[TASK GOAL]
Copy out the listing that follows exactly, dropping every picture.

[SUPPLIED INFORMATION]
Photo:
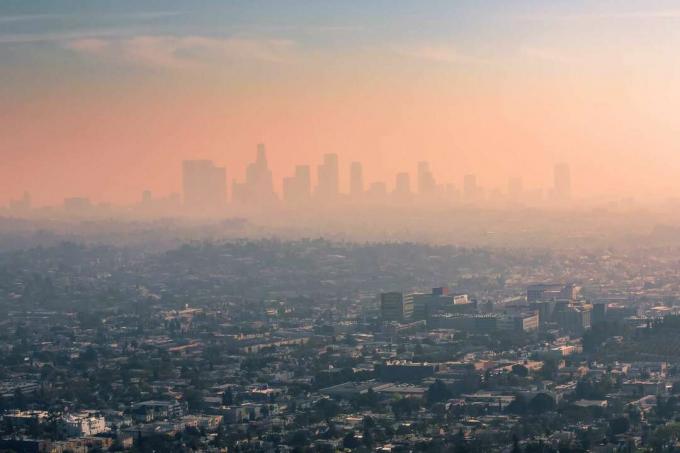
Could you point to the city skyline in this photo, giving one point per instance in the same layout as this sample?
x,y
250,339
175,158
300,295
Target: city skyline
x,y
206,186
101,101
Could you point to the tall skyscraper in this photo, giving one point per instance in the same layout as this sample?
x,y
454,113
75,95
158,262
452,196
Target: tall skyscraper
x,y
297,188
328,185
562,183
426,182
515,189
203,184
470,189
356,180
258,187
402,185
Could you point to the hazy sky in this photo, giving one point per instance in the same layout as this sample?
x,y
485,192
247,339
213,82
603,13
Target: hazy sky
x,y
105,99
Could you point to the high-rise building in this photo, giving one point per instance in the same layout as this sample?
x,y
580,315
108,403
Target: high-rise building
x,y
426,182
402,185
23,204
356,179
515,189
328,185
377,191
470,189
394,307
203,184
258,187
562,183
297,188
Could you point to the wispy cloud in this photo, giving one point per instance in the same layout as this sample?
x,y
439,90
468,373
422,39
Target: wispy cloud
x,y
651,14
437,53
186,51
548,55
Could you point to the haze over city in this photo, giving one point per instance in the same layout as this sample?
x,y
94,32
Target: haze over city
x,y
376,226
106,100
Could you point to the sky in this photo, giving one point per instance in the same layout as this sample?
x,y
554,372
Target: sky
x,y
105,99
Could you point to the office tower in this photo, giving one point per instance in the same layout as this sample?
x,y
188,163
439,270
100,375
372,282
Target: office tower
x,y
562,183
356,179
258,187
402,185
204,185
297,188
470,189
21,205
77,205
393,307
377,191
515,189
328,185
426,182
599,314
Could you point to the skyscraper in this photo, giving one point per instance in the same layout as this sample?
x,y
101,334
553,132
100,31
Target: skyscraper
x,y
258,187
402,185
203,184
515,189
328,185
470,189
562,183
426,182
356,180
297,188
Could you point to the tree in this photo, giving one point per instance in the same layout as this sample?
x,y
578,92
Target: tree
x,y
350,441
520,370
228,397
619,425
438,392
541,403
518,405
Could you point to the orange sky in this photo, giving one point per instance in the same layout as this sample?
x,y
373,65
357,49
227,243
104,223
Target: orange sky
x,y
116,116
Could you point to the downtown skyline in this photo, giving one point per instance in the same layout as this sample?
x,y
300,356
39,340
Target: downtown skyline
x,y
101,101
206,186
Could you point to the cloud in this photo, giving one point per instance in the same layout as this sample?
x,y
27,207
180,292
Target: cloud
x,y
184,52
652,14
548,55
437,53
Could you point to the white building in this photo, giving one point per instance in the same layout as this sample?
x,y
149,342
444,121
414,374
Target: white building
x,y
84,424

[ANSWER TO THE PROBLEM]
Photo:
Could you point to the city skyline in this photo, giving one point per instance in the same layout as this sample?
x,y
250,339
175,158
300,295
Target: city skyline
x,y
206,186
101,101
Could you point to the tall skyscraper in this photo, giving one point per instance in the same layout as this sample?
x,y
454,113
75,95
158,262
452,196
Target: tall skyscraper
x,y
297,188
328,185
562,183
426,182
515,189
203,184
470,189
356,180
258,187
402,185
Could you point to the hazy sky in this photo, giving one point per instance in the same layout as this sample?
x,y
485,192
247,339
213,82
603,13
Target: hazy sky
x,y
105,99
Could you point to the high-rise building in this photo, giving one point per instance in the same layout as this sample?
x,y
580,315
108,403
Target: high-rise building
x,y
426,182
402,185
23,204
356,179
515,189
328,185
377,191
470,189
394,307
203,184
258,187
562,183
297,188
Could you point to the wispy cloud in this photo, giving one point per instance in the same layout as this sample?
x,y
439,90
468,373
422,39
Target: wispy cloud
x,y
651,14
437,53
186,51
548,55
Could you point to the haze over city in this photo, giving one point per instance in the same layout as this sample?
x,y
94,32
Target: haze over city
x,y
376,226
106,100
Could you point to the sky in this photo, giving one point per instance in the same layout as this sample?
x,y
554,372
Target: sky
x,y
105,99
Could you point to the office tower in this photo, giving one point per instance in the same layout as this sample?
x,y
188,163
439,270
100,375
372,282
Target: office tower
x,y
562,183
356,179
258,187
402,185
204,185
297,188
470,189
21,205
77,205
393,307
377,191
515,189
328,185
426,182
599,314
Could you point to the skyscraper in this photo, giving one point per instance in the same layout as this sample?
x,y
101,334
553,132
100,31
Target: skyscraper
x,y
258,187
402,185
203,184
515,189
328,185
470,189
562,183
426,182
356,180
297,188
Could you point to the tree in this photo, giving one point per instance in the same layout as this sample?
x,y
578,92
Target: tree
x,y
350,441
520,370
228,397
619,425
438,392
541,403
518,405
Could you point to the orange sky in this photo, giving one point per instance in the same layout as this sample?
x,y
373,65
357,49
227,243
104,223
Target: orange sky
x,y
116,116
Could you point to the downtown skyline in this photo, giving one point per instance in the same layout as this sample?
x,y
300,356
39,340
Target: downtown skyline
x,y
101,101
206,186
Could you point to the cloud in this photo, giving one point per instance in the same layout as this sample?
x,y
27,207
180,292
Target: cloud
x,y
184,52
652,14
548,55
437,53
Could you point to the white building in this photo, giving one point per instance in the same layout as this sample?
x,y
149,342
444,121
414,374
Target: white building
x,y
84,424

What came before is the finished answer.